▶ Exercise directions
Every line below should be repeated exactly.

------------

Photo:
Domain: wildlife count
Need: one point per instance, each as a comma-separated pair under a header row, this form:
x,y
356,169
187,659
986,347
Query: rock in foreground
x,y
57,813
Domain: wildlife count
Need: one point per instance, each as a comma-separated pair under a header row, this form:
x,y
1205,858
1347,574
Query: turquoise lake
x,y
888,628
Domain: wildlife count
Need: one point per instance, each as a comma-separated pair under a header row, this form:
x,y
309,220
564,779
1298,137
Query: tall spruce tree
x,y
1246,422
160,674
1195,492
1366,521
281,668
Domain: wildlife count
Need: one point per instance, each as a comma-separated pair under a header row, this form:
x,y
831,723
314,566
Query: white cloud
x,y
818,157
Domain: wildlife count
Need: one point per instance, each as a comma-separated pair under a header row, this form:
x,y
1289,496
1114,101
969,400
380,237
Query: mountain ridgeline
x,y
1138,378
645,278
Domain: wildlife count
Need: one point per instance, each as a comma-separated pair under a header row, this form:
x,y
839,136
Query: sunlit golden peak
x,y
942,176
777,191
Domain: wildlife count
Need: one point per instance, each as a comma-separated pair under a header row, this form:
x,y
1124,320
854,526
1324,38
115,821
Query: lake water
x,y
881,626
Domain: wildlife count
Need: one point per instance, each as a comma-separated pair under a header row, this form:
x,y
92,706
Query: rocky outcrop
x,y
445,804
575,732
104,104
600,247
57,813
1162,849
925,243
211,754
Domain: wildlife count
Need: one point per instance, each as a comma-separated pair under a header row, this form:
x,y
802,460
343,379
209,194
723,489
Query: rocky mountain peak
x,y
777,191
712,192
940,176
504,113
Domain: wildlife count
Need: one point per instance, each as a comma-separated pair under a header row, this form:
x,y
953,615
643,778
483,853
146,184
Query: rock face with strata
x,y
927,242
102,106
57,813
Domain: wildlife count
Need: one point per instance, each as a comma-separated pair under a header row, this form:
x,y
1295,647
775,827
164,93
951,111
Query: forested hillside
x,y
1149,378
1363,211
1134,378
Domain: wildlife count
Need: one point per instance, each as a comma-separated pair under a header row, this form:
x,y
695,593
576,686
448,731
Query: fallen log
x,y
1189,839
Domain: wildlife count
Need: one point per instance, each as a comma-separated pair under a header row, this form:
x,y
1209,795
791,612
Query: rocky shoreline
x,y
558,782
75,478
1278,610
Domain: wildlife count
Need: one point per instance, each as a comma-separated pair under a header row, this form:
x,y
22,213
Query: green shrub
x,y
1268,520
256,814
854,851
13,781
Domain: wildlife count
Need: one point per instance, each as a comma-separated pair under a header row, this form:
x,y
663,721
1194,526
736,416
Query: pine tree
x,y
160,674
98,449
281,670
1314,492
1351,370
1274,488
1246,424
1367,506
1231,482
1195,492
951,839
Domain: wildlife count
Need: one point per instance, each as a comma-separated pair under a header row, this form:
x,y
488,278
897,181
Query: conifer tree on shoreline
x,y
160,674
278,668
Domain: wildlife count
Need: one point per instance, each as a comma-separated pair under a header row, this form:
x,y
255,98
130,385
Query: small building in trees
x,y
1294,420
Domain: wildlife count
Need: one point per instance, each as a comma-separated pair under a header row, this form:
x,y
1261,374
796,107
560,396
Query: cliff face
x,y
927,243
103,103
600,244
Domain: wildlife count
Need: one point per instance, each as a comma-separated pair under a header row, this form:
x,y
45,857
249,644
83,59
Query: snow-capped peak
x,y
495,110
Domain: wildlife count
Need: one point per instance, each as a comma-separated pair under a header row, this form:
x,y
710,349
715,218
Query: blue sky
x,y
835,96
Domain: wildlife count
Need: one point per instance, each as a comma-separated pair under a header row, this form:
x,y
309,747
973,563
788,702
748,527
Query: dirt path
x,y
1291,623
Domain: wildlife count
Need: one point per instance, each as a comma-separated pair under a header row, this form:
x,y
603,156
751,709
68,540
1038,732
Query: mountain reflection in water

------------

▶ Exercise output
Photo:
Domain: wildlife count
Need: one point per instance, each as a comma-separated pair under a header row, this form:
x,y
356,169
187,659
986,347
Query: rock in foreground
x,y
57,813
Domain: wildlife count
Need: one point per instance, each as a comma-separated pair under a header row, this form:
x,y
1205,858
1347,574
Query: turquoise lake
x,y
888,628
Domain: wildlife count
Need: one point per instance, each as a comma-separated pair under a header row, this form:
x,y
309,220
564,779
1298,137
Query: tall spruce tree
x,y
1246,422
160,674
1195,492
1366,521
281,668
Domain: wildlife count
Need: one point per instance, each as a comma-separated pair under a header row, this form:
x,y
831,723
314,566
Query: white cloud
x,y
818,157
Domain: wildlife count
Need: one point per instance, each as a comma-separated pair under a header row, this form:
x,y
1289,496
1114,101
969,400
380,237
Query: mountain ridgeline
x,y
1138,378
645,278
Domain: wildlife count
Need: one point per instance, each as a comma-separated pair under a header row, this form:
x,y
839,136
Query: sunlit golden peak
x,y
942,176
777,191
Domain: wildlife count
Need: one point per instance, each as a comma-separated pair under a header row, this form:
x,y
1124,320
854,526
1324,38
115,821
Query: lake water
x,y
881,626
Domain: wildlife count
Need: one point per instance, each as a comma-separated pair under a header row, this form:
x,y
92,706
Query: rocky outcrop
x,y
445,804
575,732
104,104
600,247
57,813
1162,849
925,243
211,754
Domain: wildlife count
Need: one point per instance, each as a comma-separated pair under a header row, this form:
x,y
802,460
343,379
209,194
723,489
Query: rocky mountain peak
x,y
777,191
712,192
940,176
504,113
Domain: wildlife count
Need: one point per instance, each as a comma-separated pair under a header row, this form:
x,y
953,615
643,778
483,853
146,184
Query: rock face with strata
x,y
927,242
102,106
57,813
Domain: wildlife count
Need: one point per instance, each as a comma-separated pair under a header row, this form:
x,y
1295,647
775,827
164,93
951,111
Query: forested hillside
x,y
1149,378
1363,211
1134,378
Domain: wildlife count
Need: one point per instance, each as a comma-separated pair under a header row, this form:
x,y
695,593
576,686
448,731
Query: fallen log
x,y
1189,839
Domain: wildlife count
Need: one point per instance, each as a comma-separated pair under a header row, this form:
x,y
1209,795
791,612
Query: rocky shoreline
x,y
558,782
75,478
1278,610
Domain: wildlife count
Need: one point per instance, each as a comma-separated pair under a header row, this form:
x,y
22,213
Query: green shrub
x,y
1268,520
256,814
854,851
13,781
Domain: wildlife count
Need: one point per instance, each as a comma-separated pair under a header row, this form:
x,y
663,721
1194,526
736,416
Query: pine tree
x,y
160,674
98,449
281,670
1314,492
1351,370
1274,488
1246,424
1367,506
1231,482
1195,492
951,839
Domain: wildlife count
Need: one point per instance, each as a comma-separated pair under a header row, this form:
x,y
488,278
897,181
Query: conifer tree on shoreline
x,y
160,674
278,668
Domain: wildlife count
Need: one point per instance, each as a comma-separated pair under a header row, this form:
x,y
255,98
130,385
Query: small building in trees
x,y
1294,420
Domain: wildlife count
Need: one point per instance, each as a comma-separated pair under a header row, this form:
x,y
1261,374
796,107
560,396
Query: cliff face
x,y
927,243
103,103
600,244
Domain: wildlife count
Need: one point per instance, each as a comma-separated pair under a header row, this form:
x,y
45,857
249,644
83,59
Query: snow-capped peak
x,y
495,110
Domain: wildlife count
Need: one point per instance, each as a comma-separated pair under a header row, this form:
x,y
710,349
715,218
Query: blue sky
x,y
835,96
Domain: wildlife count
Need: one point per instance, each as a comma-separated pair under a header row, this form:
x,y
309,747
973,563
788,702
748,527
Query: dirt path
x,y
1291,623
Domain: wildlife count
Need: one point per instance, each as a comma-separated pair under a header row, this form:
x,y
603,156
751,709
68,540
1038,732
Query: mountain reflection in water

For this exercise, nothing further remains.